Tarefa
Escreva a continuação do texto sobre “Ainda Estou Aqui” no Globo de Ouro, começando logo após a última frase.

O maior oponente de Eunice Paiva no Globo de Ouro também leva as iniciais E.P. É Emilia Perez, um ex-mafioso que resolve fazer a sonhada transição de sexo. A luta desta transexual não é contra militares e governantes que nunca assumem o assassinato do companheiro de vida, mote central de “Ainda Estou Aqui” – filme de Walter Salles responsável por colocar o Brasil no páreo da premiação, que acontecerá na noite deste domingo.
Vivida pela atriz trans espanhola Karla Sofia Gascó, Emilia caminha no sentido contrário de Eunice Paiva: ela quer passar uma borracha no passado criminal e masculino no filme de Jacques Audiard. Já a mulher que protagoniza “Ainda Estou Aqui”, interpretada por Fernanda Torres, faz de tudo para que a verdade dos acontecimentos venha à tona. Uma luta que leva 25 anos, entre 1971 e 1996, para o reconhecimento oficial.
A história real de Eunice, contada no livro homônimo escrito pelo filho Marcelo Rubens Paiva, é um dos grandes sucessos recentes de crítica e público da cinematografia brasileira. Após ganhar o prêmio de roteiro no Festival de Veneza, no ano passado, o filme cimentou uma carreira que poderá ter seu ápice no Oscar – “Ainda Estou Aqui” está entre os 15 filmes pré-selecionados que disputam cinco vagas na categoria de produção estrangeira.
A última vez que o Brasil ganhou o Globo de Ouro foi justamente com um longa de Salles. Em 1999, ele concorreu com “Central do Brasil”. Outra coincidência é o fato de a participação no Globo de Ouro ser em dose dupla, acompanhada de uma nomeação a melhor atriz. E não deixa de ser curioso que, após Fernanda Montenegro, agora é vez de sua filha Fernanda Torres, que tentará levar o troféu que, há 26 anos, foi para Cate Blanchett.

Material apresentado
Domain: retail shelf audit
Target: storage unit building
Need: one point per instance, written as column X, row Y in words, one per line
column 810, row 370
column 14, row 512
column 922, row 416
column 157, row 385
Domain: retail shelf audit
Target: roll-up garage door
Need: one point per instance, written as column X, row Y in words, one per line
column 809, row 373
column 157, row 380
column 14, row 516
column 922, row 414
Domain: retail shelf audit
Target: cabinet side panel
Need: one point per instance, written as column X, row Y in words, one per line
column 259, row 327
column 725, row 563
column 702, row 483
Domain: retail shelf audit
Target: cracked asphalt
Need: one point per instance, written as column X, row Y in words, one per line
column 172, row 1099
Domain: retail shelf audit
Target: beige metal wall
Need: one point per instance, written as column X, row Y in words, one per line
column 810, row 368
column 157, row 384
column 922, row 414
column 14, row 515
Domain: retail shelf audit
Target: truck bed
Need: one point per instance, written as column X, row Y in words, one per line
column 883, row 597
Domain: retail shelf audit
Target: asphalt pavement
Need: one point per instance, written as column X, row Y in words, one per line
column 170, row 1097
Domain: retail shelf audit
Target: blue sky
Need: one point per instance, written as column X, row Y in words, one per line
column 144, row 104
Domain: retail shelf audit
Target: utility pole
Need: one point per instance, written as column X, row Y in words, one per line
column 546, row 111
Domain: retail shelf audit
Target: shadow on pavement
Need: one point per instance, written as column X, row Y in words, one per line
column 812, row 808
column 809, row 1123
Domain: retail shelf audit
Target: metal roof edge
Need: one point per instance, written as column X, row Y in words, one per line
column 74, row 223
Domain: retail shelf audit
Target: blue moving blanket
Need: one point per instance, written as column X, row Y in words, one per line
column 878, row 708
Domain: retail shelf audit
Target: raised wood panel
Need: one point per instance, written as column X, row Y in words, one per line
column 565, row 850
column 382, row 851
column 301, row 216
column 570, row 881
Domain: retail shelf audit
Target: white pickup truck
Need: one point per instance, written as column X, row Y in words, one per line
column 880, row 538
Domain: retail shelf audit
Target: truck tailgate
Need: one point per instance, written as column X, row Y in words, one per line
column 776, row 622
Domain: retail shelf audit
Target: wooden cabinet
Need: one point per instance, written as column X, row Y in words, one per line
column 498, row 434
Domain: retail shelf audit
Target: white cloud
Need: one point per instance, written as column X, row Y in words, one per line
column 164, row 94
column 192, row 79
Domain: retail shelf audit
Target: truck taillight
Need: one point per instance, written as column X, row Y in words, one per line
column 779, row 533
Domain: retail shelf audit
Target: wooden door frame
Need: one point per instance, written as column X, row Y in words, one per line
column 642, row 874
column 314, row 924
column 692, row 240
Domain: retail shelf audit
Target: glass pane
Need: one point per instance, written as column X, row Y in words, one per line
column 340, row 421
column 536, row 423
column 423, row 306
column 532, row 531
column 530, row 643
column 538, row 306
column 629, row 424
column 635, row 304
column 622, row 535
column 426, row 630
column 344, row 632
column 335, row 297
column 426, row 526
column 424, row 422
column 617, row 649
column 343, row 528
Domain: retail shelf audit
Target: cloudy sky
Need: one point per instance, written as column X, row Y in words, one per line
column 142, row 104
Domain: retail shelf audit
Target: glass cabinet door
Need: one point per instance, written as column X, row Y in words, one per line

Resultado
Como no Globo de Ouro a categoria de melhor atriz é dividida entre drama e comédia/musical, não há um embate com “Emilia Perez”. Enquanto Fernanda Torres tem rivais com Oscar na bagagem, entre elas Angelina Jolie, Nicole Kidman e Kate Winslet, Karla Sofia terá como oponentes Amy Adams, Demi Moore e Zendaya. O páreo parece ser mais fácil para a espanhola, apesar de a interpretação de Demi também chamar a atenção.
Demi encarna uma história sempre suscetível a prêmios, como uma estrela de outros tempos (chegou a ser a atriz mais bem paga na década de 90, em filmes como “Ghost – Do Outro Lado da Vida” e “Assédio Sexual”) que caiu no ostracismo e agora dá a volta por cima num papel desafiante em "A Substância". O filme aborda um tema muito sensível, envolvendo a questão do etarismo e dos padrões de beleza.
Karla Sofia é a favorita, devendo se tornar a primeira mulher trans a levar a estatueta, na parte dedicada ao cinema – o Globo de Ouro também premia a produção televisiva e já entregou uma estatueta, em 2022, a Michaela Jaé Rodriguez ganhou como melhor atriz em série de drama por sua performance na terceira temporada de “Pose”. Karla também chega com a vantagem de ter vencido no Festival de Cannes, ao lado de suas colegas de elenco.
E, evidentemente, há o peso do favoritismo da obra de Audiard, que recebeu o maior número de indicações (dez, incluindo melhor filme e direção). É também o principal concorrente de “Ainda Estou Aqui” em produção estrangeira - apesar de ser falado em espanhol, o país de origem é a França. Disputar nas duas categorias (filme e produção estrangeira) não é novidade, caminho trilhado no ano passado por “Zona de Interesse”, “Anatomia de uma Queda” e “Vidas Passadas”.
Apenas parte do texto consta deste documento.